Text for analysis:
══════════

The drug, which is manufactured by Amgen under the brand name Repatha, is an injectable therapy prescribed to patients with high cholesterol who are not experiencing a lowered cholesterol level with statins. It costs £4,400 per patient, per year and was approved for use in England and Ireland by NICE in June 2016. 

Amgen conducted a clinical trial (FOURIER) involving over 27,000 patients with high cholesterol who had already experienced a heart attack or stroke.

The trial showed a 60% reduction in LDL-cholesterol (Low-density lipoprotein) and reductions in heart attacks and strokes. Patients involved with the trial were already taking statins and other treatments to help reduce their cholesterol levels.   

However despite a reduction in cholesterol levels, the trial also showed a higher death rate among those taking Repatha than those in the placebo control group. The FOURIER trial, however, revealed that the rates between the two groups were not of statistical significance. More so the drug did not highlight a survival benefit, similar to other lipid-lowering studies.

Now, numerous doctors are criticising Repatha, claiming that the benefits of the drug do not appropriate the high price tag it comes with. 

Whilst Amgen state that the drug helps reduce LDL-cholesterol, the NHS would have to treat 74 people over two years for Repatha to delay one stroke or heart attack.

══════════

Required actions:
A: Sum up the text about the cholesterol drug Repatha in two sentences.
B: Write the next part of the text about the cholesterol drug Repatha, picking up after its final sentence.

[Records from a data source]
══════════

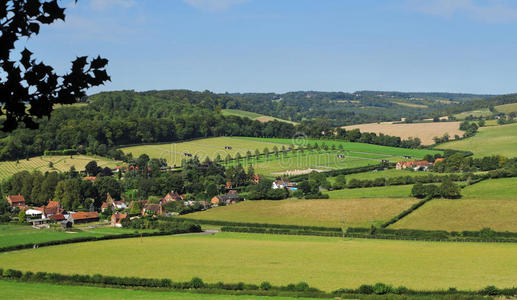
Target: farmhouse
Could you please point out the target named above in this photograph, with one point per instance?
(116, 218)
(85, 217)
(415, 165)
(16, 200)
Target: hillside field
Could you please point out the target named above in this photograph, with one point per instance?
(319, 212)
(424, 131)
(325, 263)
(489, 141)
(252, 115)
(356, 154)
(507, 108)
(60, 164)
(491, 203)
(44, 291)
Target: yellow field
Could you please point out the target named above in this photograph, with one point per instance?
(424, 131)
(60, 163)
(325, 263)
(321, 212)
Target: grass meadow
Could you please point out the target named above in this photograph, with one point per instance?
(43, 291)
(11, 235)
(252, 115)
(489, 141)
(491, 203)
(507, 108)
(319, 212)
(60, 164)
(325, 263)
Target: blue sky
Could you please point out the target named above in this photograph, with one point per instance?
(287, 45)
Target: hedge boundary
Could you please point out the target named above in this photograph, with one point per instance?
(197, 285)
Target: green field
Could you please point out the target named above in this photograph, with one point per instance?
(325, 263)
(43, 291)
(507, 108)
(489, 141)
(356, 154)
(393, 191)
(251, 115)
(60, 164)
(11, 235)
(491, 203)
(320, 212)
(485, 112)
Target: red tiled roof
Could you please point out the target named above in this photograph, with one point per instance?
(83, 215)
(16, 198)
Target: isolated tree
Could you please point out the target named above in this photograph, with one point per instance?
(29, 89)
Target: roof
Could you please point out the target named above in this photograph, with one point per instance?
(83, 215)
(16, 198)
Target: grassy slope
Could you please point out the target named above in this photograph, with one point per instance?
(492, 203)
(507, 108)
(17, 234)
(61, 164)
(488, 141)
(326, 263)
(24, 290)
(322, 212)
(251, 115)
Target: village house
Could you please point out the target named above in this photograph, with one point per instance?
(15, 200)
(116, 218)
(229, 198)
(422, 165)
(84, 217)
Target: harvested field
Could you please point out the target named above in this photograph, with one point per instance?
(424, 131)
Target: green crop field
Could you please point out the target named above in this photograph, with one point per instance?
(507, 108)
(11, 235)
(485, 112)
(325, 263)
(44, 291)
(394, 191)
(356, 154)
(491, 203)
(319, 212)
(489, 141)
(251, 115)
(60, 164)
(211, 147)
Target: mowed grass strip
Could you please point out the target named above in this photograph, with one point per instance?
(11, 235)
(209, 147)
(491, 203)
(60, 164)
(325, 263)
(319, 212)
(44, 291)
(490, 140)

══════════

Results of the exercise:
A: Repatha, an injectable drug made by Amgen that costs £4,400 per patient per year, is prescribed for high cholesterol that statins fail to lower, and its FOURIER trial of over 27,000 patients showed a 60% reduction in LDL-cholesterol along with fewer heart attacks and strokes. Yet the trial found no survival benefit and a higher death rate that was not statistically significant, and doctors now criticize the price, noting that the NHS would have to treat 74 people over two years to delay one stroke or heart attack.

B:
The Telegraph reports that sir Richard Thompson, former President of the Royal College of Physicians said: “You have to contrast the enormous expense and the difficulty of injecting this medicine with an amazingly small benefit to patients. Is it really worth it? Amgen said Repatha decreases low-density lipoprotein, or “bad”, cholesterol to “unprecedented low levels” and that there was a “well established relationship" between LDL-C reduction and cardiovascular events”. Thompson said. 

The relationship between cholesterol and heart disease has also been criticised in the past, with research pertaining to tenuous links between the two. 

Dr Assem Malhotra, NHS consultant cardiologist argued against the drug’s transparency in benefitting patients saying: “NICE needs to urgently revise its recommendations on the prescription of the drug to include information that the drug will not prevent fatal heart attack or increase the patient’s lifespan by one day.”

Amgen say that sceptics should consider that cholesterol build up occurs over a lifetime. According to the FOURIER trial, the clinical benefits of Repatha will increase over the time it is taken. 

Amgen state: “Thousands of patients are admitted to UK hospitals every week following heart attacks and strokes. We remain confident that evolocumab represents a cost-effective option in a subset of patients, approved by NICE, with raised cholesterol who remain at high risk of further debilitating and life-changing events despite currently available treatments."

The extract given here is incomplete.